(Document extract begins)
Life | Of people, paying attention to those who need medical devices and critical services. |
Living | Situational, major social factors such as elections or concerts. |
Nature | Vegetation around the area, particularly the dry plants and their fuel level. |
Energy | Power grid data, such as the location and type of a conductor. |
Service | Last time SDG&E serviced an area for maintenance. |
Season | Environmental data such as wind gust and rainfall. |
Weather | Forecasted & observed data from SDG&E website. |
Vegetation | Tree density, VRI (Vegetation Resource Inventory). |
Geographic | Elevation, HFTD (High Fire Threat District). |
Conductor | Material type, age, wire risk, historical maintenance. |
Living | Population density and medically vulnerable customers. |
We coded a few different types of machine learning models in Python, with the help of data science packages such as Pandas, NumPy, and Scipy.
We have 4 models in total, which is 2 less of our proposed factors in ILLNESS because some of the factors are similar enough to be combined into one model. Each model uses a different machine learning algorithm that is best suited to their data type. For each model, a corresponding type of dataset is taken as input and learns the mathematical parameters according to the algorithm. The learned model predicts the wildfire risk using a test dataset and outputs a score, which we collect for the final composite ILLNESS model.
Model | Features | Output |
---|---|---|
Weather Model - MLP | Temperature, dryness, windspeed | A weather risk score, reflecting how weather conditions contribute to potential wildfire ignition or spread. |
Nature Model - Linear Regression | Latitude, longitude, VRI, strike trees, elevation. | A weighted Nature Index (scaled 1-10). |
Energy/Service Model - Random Forest | Upstream HFTD, Days since work order (upstream/downstream), miles. | R²: 0.537, showing moderate predictive power. |
Life Model - Custom Weighted Function | Population density, number of customers served, presence of critical facilities. | A custom score out of 100 that takes into account critical customers such as essential service and customers on life support for each region of SDG&E's territory. |
The "Features" column shows the most critical features taht are used in our intermediate models. They help us understand what our model is looking at when considering wildfire and/or PSPS risk.
(Document extract ends)
→ Assignment A
From the wildfire risk model text, reproduce everything from "We have 4 models" down to "composite ILLNESS model.".
→ Assignment B
Answer these questions using the wildfire risk model text:
(i) Which data science packages were used in Python to code the models?
(ii) Which algorithm does the Nature Model use?
(iii) What R² value is reported for the Energy/Service Model?
→ Assignment C
Carry the wildfire risk model text forward from its final sentence.
(Data begins)
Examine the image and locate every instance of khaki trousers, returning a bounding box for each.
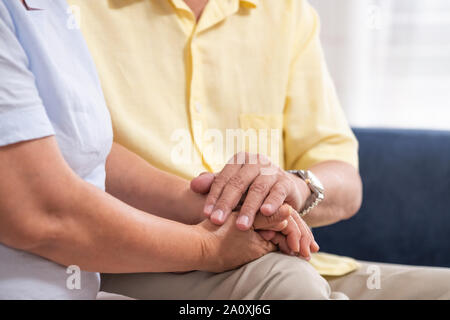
(Data ends)
→ Your response A
We have 4 models in total, which is 2 less of our proposed factors in ILLNESS because some of the factors are similar enough to be combined into one model. Each model uses a different machine learning algorithm that is best suited to their data type. For each model, a corresponding type of dataset is taken as input and learns the mathematical parameters according to the algorithm. The learned model predicts the wildfire risk using a test dataset and outputs a score, which we collect for the final composite ILLNESS model.

→ Your response B
(i) Pandas, NumPy, and Scipy.
(ii) Linear Regression.
(iii) 0.537.

→ Your response C
We created a mathematical model to assess wildfire risk and impact of power shutoffs. It includes all the aforementioned factors: weather, nature, and infrastructure wildfire risk within an area, plus the impact on customers if power is shut off. Each varaible is weighted according to its importance, and produce a final score that indicates the PSPS risk.
The overall composite score measures the magnitude of deviation from zero, with larger absolute values indicating stronger recommendations. A negative score suggests that the area should not undergo a PSPS, meaning power should be maintained to minimize impact. Conversely, a positive score indicates that the area should be PSPSed, prioritizing wildfire risk mitigation over potential disruptions.
Please check our report (linked at the bottom of the page) if you would like to see more details about the composite function.As we can see from the heatmaps, the east side of San Diego County has higher wildfire risk but lower PSPS risk. Geographically, the east side has more valleys that guide strong and dry Santa Ana wind into the area, which makes wildfires more likely. Those districts are also less populated so the impact of an PSPS is predicted to be low (as illustrated by the green color), and a PSPS can be safely issued without too much concerns from the neighbors.
On the flip side, the west side of the county has a lower wildfire risk but higher PSPS risk. This is because most of the population live in or close to downtown San Diego, which is on the coast. Shutting off the energy of this area could lead to many problems, from general inconvenience to larger safety on the road or in public areas. There are special cases like Ramona, where the heatmap colors change from red to green. Even though these districts are populated and the life factor should be high, the risk of wildfire still outweighs the risk on the community, and a PSPS is strongly advised to mitigate damage on the houses and on people.
This project could be for internal use, implemented by SDG&E as a more data-informed decision maker for issuing a PSPS. The datasets can be expanded to include more and newer data, such as the meteorology data collected from SDG&E's weather stations every 10 minutes. We could also include data from different sources, such as public weather data, satelite images of vegetation, and public census for the life factor.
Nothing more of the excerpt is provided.